Spatial localization data
---*---

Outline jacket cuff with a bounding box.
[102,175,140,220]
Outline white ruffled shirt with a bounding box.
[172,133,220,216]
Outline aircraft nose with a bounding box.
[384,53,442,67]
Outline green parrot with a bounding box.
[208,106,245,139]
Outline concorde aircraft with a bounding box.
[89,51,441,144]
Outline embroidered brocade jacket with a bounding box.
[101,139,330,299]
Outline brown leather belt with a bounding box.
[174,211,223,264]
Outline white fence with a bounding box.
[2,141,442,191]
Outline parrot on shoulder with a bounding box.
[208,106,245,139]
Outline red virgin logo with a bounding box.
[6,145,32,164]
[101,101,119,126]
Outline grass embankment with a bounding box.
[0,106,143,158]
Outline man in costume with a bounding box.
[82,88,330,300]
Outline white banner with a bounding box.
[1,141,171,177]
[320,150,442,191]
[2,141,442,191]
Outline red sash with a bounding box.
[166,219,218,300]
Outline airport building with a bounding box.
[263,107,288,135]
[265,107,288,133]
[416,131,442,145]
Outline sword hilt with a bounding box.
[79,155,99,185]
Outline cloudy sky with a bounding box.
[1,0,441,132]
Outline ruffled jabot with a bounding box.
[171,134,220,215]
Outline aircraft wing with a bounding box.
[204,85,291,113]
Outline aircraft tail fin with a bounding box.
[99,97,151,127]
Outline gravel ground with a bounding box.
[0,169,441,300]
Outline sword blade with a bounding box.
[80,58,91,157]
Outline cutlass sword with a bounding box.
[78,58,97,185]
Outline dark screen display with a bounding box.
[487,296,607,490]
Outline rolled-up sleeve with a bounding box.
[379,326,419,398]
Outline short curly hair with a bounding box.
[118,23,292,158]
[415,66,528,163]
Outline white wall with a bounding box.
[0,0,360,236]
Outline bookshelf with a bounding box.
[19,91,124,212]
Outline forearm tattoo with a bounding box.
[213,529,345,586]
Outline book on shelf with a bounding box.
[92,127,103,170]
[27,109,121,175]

---*---

• _WORK ORDER_
Until the last line is reached, keep transcribing the data exactly.

• _SOLUTION_
Outline jacket cuff with a bounding box.
[102,175,140,220]
Outline white ruffled shirt with a bounding box.
[172,133,220,216]
Outline aircraft nose with a bounding box.
[384,53,442,67]
Outline green parrot with a bounding box.
[208,106,245,139]
Outline concorde aircraft with a bounding box.
[89,51,441,144]
Outline embroidered brocade jacket with a bounding box.
[101,139,330,299]
Outline brown leather belt with a bounding box.
[174,211,223,264]
Outline white fence with a bounding box.
[2,141,442,191]
Outline parrot on shoulder with a bounding box.
[208,106,245,139]
Outline red virgin logo with a bounding box.
[6,145,32,164]
[101,101,119,126]
Outline grass embankment with a bounding box.
[0,106,143,158]
Outline man in costume with a bounding box.
[82,88,330,300]
Outline white banner with a bounding box.
[1,141,171,177]
[320,150,442,191]
[2,141,442,191]
Outline red sash with a bounding box.
[166,219,218,300]
Outline airport building with a bounding box.
[263,107,288,135]
[265,107,288,133]
[416,131,442,145]
Outline sword hilt with a bounding box.
[79,155,99,185]
Outline cloudy sky with a bounding box.
[1,0,441,132]
Outline ruffled jabot with a bounding box.
[171,134,220,215]
Outline aircraft wing with a bounding box.
[204,85,291,113]
Outline aircraft tail fin with a bounding box.
[99,97,151,127]
Outline gravel ground with a bounding box.
[0,169,441,300]
Outline sword blade with a bounding box.
[80,58,91,157]
Outline cutlass sword with a bounding box.
[78,58,97,185]
Outline dark screen display with a bounding box.
[487,296,607,490]
Outline rolled-up sleeve with a bounding box.
[379,326,419,398]
Outline short curly hair with a bounding box.
[118,23,292,158]
[415,66,528,163]
Outline white wall with a bounding box.
[0,0,360,236]
Outline bookshelf with a bounding box.
[19,91,124,212]
Outline forearm tattoo with a bounding box.
[213,529,345,586]
Outline book on shelf with a bounding box.
[92,127,103,170]
[27,109,121,175]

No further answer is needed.